Instructions for the task: In the answer, each entry below appears exactly as given, and no picture appears at all.
***** Study material
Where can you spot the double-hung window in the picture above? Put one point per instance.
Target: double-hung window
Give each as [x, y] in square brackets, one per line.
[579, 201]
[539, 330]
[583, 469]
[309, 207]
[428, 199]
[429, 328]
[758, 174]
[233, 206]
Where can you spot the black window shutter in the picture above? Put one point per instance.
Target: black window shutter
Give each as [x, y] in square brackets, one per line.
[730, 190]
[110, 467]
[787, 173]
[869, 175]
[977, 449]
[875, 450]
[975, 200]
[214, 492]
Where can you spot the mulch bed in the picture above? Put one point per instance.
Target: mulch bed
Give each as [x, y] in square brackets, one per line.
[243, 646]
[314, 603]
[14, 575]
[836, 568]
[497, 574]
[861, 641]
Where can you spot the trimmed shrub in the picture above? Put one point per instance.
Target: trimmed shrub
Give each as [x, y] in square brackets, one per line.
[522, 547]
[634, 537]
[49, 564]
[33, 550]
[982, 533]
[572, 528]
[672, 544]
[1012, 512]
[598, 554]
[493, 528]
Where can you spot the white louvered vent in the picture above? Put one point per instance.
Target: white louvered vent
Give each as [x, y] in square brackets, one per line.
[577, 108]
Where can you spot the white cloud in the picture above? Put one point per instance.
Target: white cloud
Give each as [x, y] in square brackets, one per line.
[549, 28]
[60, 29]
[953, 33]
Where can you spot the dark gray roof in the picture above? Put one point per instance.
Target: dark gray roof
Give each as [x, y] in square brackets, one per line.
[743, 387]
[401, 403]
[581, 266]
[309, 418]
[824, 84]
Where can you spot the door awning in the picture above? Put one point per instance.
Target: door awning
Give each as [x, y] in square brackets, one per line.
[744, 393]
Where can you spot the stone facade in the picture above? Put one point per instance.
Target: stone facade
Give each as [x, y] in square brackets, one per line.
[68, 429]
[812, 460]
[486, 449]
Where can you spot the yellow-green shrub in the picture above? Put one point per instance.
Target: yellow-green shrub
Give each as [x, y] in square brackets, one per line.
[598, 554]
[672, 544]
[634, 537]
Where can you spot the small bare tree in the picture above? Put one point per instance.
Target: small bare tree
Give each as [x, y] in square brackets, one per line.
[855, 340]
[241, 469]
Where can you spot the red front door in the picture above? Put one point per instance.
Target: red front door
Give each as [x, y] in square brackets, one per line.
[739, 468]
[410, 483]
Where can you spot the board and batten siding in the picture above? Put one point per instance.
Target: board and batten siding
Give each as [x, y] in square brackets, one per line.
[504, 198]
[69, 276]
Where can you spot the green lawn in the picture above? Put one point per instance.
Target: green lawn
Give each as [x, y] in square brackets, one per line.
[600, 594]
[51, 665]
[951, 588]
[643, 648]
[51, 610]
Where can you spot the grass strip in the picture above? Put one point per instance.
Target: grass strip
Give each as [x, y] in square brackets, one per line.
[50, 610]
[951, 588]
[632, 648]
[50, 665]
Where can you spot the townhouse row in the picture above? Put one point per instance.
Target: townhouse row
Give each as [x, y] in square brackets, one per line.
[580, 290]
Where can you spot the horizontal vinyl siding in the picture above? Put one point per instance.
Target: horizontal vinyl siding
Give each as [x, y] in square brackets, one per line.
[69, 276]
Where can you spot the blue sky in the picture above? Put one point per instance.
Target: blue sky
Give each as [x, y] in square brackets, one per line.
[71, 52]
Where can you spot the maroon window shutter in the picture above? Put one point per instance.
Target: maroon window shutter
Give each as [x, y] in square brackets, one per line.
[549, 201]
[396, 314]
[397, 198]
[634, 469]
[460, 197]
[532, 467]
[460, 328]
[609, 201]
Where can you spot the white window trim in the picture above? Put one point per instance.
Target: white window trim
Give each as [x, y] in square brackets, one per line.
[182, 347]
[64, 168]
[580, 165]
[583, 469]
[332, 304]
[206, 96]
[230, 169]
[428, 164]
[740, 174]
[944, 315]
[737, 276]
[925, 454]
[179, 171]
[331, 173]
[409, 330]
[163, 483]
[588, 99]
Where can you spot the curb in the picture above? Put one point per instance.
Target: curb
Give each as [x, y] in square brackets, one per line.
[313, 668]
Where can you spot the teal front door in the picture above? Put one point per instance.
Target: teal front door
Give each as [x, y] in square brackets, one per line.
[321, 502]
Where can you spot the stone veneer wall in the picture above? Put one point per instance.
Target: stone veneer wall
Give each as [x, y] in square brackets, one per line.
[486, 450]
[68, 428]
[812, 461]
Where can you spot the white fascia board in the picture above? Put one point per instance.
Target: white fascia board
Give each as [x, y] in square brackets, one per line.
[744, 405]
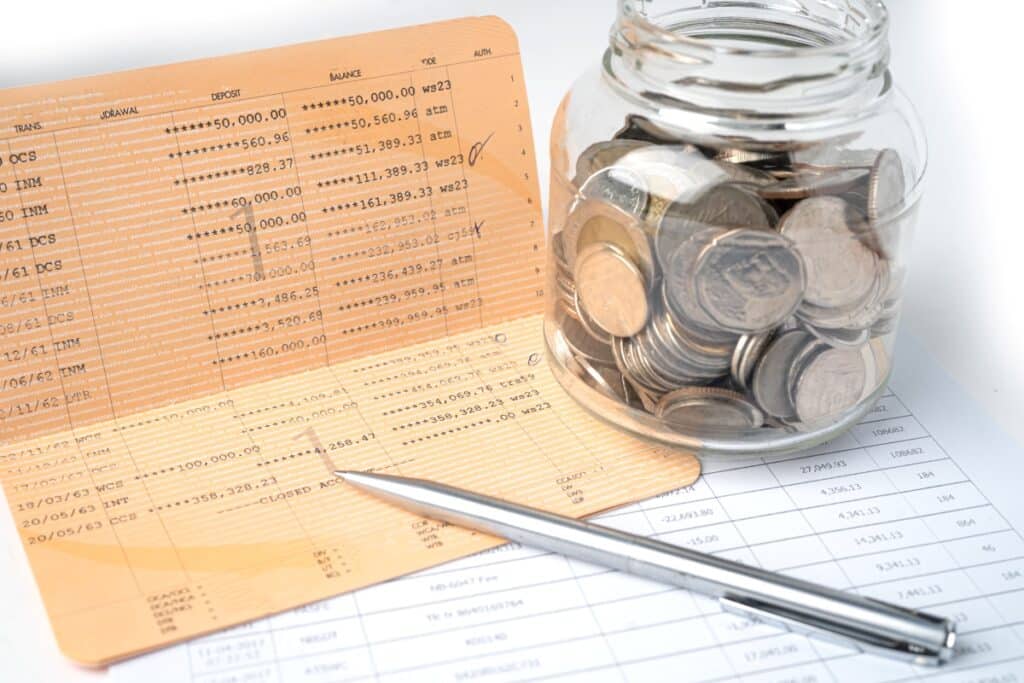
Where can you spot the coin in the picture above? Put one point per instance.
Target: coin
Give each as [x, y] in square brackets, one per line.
[887, 186]
[621, 186]
[747, 175]
[602, 155]
[675, 278]
[558, 249]
[643, 129]
[826, 382]
[745, 355]
[607, 381]
[611, 289]
[724, 206]
[708, 407]
[594, 221]
[587, 322]
[580, 342]
[750, 281]
[845, 338]
[770, 382]
[679, 285]
[814, 184]
[886, 190]
[673, 174]
[754, 157]
[841, 269]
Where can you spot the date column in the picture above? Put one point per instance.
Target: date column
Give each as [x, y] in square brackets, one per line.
[60, 492]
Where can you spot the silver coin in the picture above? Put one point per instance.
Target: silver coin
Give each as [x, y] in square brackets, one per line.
[587, 322]
[648, 399]
[826, 382]
[607, 381]
[674, 358]
[708, 408]
[622, 186]
[611, 289]
[747, 175]
[592, 221]
[724, 206]
[580, 342]
[815, 184]
[770, 382]
[602, 155]
[640, 370]
[745, 356]
[887, 186]
[673, 174]
[710, 355]
[558, 251]
[643, 129]
[843, 338]
[759, 157]
[750, 281]
[830, 157]
[679, 284]
[841, 269]
[886, 197]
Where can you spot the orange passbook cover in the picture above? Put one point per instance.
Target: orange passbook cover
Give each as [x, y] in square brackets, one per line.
[223, 279]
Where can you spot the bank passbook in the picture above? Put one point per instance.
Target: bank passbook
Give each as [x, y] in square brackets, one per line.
**********
Output for this task:
Where can you spot the double-hung window in the picture above? Put one point per instance.
Target: double-hung window
Give each as [x, y] in square brackets, one per line.
[579, 201]
[539, 330]
[583, 469]
[309, 207]
[428, 199]
[429, 328]
[758, 174]
[233, 206]
Where can you spot the black window shutter in the picture above? Put one point per instance.
Target: black window shutter
Give each as [x, y] in square brackets, one per line.
[730, 190]
[110, 467]
[787, 173]
[869, 175]
[977, 449]
[875, 450]
[975, 200]
[214, 492]
Where can you spot the mulch bed in the picture above? Put one point per instance.
Target: mulch bed
Give each as [x, y] in square brackets, one per line.
[243, 646]
[314, 603]
[14, 575]
[836, 568]
[497, 574]
[861, 641]
Where can you spot the trimmed shrub in the picture above? Put one point per instance.
Target: trimmed shrub
Give each as [x, y] in square brackets, one per line.
[522, 547]
[634, 537]
[49, 564]
[33, 550]
[982, 533]
[572, 528]
[672, 544]
[1012, 512]
[598, 554]
[493, 528]
Where can you spot the white louvered vent in the picture above? Put one point per instance.
Target: white louvered vent
Give each as [x, y] in square brackets, one per line.
[577, 108]
Where can you spot the white cloud in the picture above? Put one point per instance.
Target: white cloud
Give each as [x, y] in square brackets, one per line.
[549, 28]
[60, 29]
[953, 33]
Where can you spot the dark gray roof in the picture above? Put one point per instance.
Target: dark gray roof
Give each as [x, y] in square brackets, one per line.
[743, 387]
[401, 403]
[581, 266]
[309, 418]
[824, 84]
Where can you spot the door awning in the picture above? Put one point per instance.
Target: door awning
Give each as [x, y] in square brackets, one per line.
[744, 393]
Where can you spot the stone facade in the picture above? Put one point per instance.
Target: stone facade
Give each as [x, y] in square brackets, one per line.
[68, 429]
[812, 460]
[486, 449]
Where can you spot the yellow-green shrub in the picture above? Put one point per instance.
Target: yellow-green shrub
Give each as [x, y] in square brackets, one per line.
[598, 554]
[672, 544]
[634, 537]
Where can you spot the small bare tree in the picture above? Put one point per instance.
Target: small bare tree
Give each as [x, y] in square brackets, one per line.
[855, 340]
[241, 469]
Where can you spot the red front door in the picture above? Put one point per instance.
Target: red front door
Give each as [x, y] in square brackets, one per line.
[739, 468]
[410, 483]
Where can you spot the board and batten siding in the picture above? Put one point per instance.
Target: board and batten siding
Give each as [x, y] in square brackets, one per line.
[504, 198]
[69, 276]
Where can you spot the green lawn in the picture above? Put one point per instance.
Target: green lawn
Give each as [x, y] in square brackets, one per line.
[600, 594]
[51, 665]
[951, 588]
[643, 648]
[51, 610]
Where can you spot the grass strip in the picture above? Put one point per instance.
Target: grass strip
Give each as [x, y] in square brackets, one per line.
[50, 610]
[951, 588]
[632, 648]
[50, 665]
Where can you spot the townhouse row in the picture above? Put one point per instance.
Target: townhouse row
Give each as [x, y] in square brackets, one per line.
[580, 290]
Where can you spot the horizontal vinyl siding in the picture above? Put one point per instance.
Target: horizontal vinyl siding
Give each as [x, y] in square brackets, one per line.
[69, 276]
Where can you spot the blue sky in the picture above? Put one point per instance.
Target: blue sky
Give each as [x, y] in square brackets, one per line.
[71, 52]
Where can you spot the maroon window shutter in the picture above? Put one point per instance.
Target: maroon window shutter
Give each as [x, y] in square brackets, one per line.
[549, 201]
[396, 314]
[397, 198]
[634, 469]
[460, 197]
[532, 467]
[460, 328]
[609, 201]
Where can you spot the white window trim in the picture above? Put one point per instance.
Target: white window trim
Give each as [x, y] in square brackets, one per line.
[182, 347]
[64, 168]
[580, 165]
[583, 469]
[332, 304]
[206, 96]
[230, 169]
[428, 164]
[740, 174]
[944, 315]
[737, 276]
[925, 454]
[179, 171]
[331, 173]
[409, 330]
[163, 483]
[588, 99]
Where can you spot the curb in the picture above? Put one point per instance.
Target: curb
Give each as [x, y] in square brackets, one per line.
[313, 668]
Where can you spot the teal front door in the picture above? Put one point per instance.
Target: teal front door
Give each as [x, y] in square brackets, one per line.
[321, 502]
Where can you spot the stone veneer wall in the picture above? Put one point per instance.
Target: stone veneer wall
Give each as [x, y] in square brackets, one per line.
[486, 450]
[68, 428]
[812, 461]
Where can you spot the white fascia board in the picture above? Put one point per instance.
Target: white fascia board
Give each as [x, y] in square brackets, one per line.
[744, 405]
Where can you spot the coin in the picture above? Put one point per instance.
Target: coin
Give each as [x, y] in square brackets, one per line.
[887, 186]
[621, 186]
[747, 175]
[602, 155]
[675, 278]
[558, 249]
[643, 129]
[826, 382]
[745, 355]
[607, 381]
[611, 289]
[724, 206]
[708, 407]
[594, 221]
[587, 322]
[580, 342]
[750, 281]
[845, 338]
[770, 382]
[679, 285]
[814, 184]
[886, 190]
[673, 174]
[754, 157]
[841, 269]
Where can you spot the date column in the picture above? Put one point per instance.
Target: date column
Give each as [x, y] in square brackets, one per line.
[60, 492]
Where can you spot the silver coin in the picture above? Put one point per instance.
Target: silver coin
Give each as [x, y] in square brackets, one per line.
[587, 322]
[648, 399]
[826, 382]
[607, 381]
[674, 358]
[708, 408]
[622, 186]
[611, 289]
[747, 175]
[592, 221]
[724, 206]
[580, 342]
[815, 184]
[770, 382]
[602, 155]
[640, 370]
[745, 356]
[887, 186]
[673, 174]
[710, 355]
[558, 251]
[643, 129]
[843, 338]
[759, 157]
[750, 281]
[830, 157]
[679, 284]
[841, 269]
[886, 197]
Where can you spot the orange passbook cover in the picture above? Put one point per instance.
Target: orange passbook cover
Give each as [x, y] in square brackets, one per line.
[223, 279]
Where can you spot the bank passbook in the picture above? Put one point per instance.
Target: bank passbook
Give each as [x, y] in square brackets, one per line.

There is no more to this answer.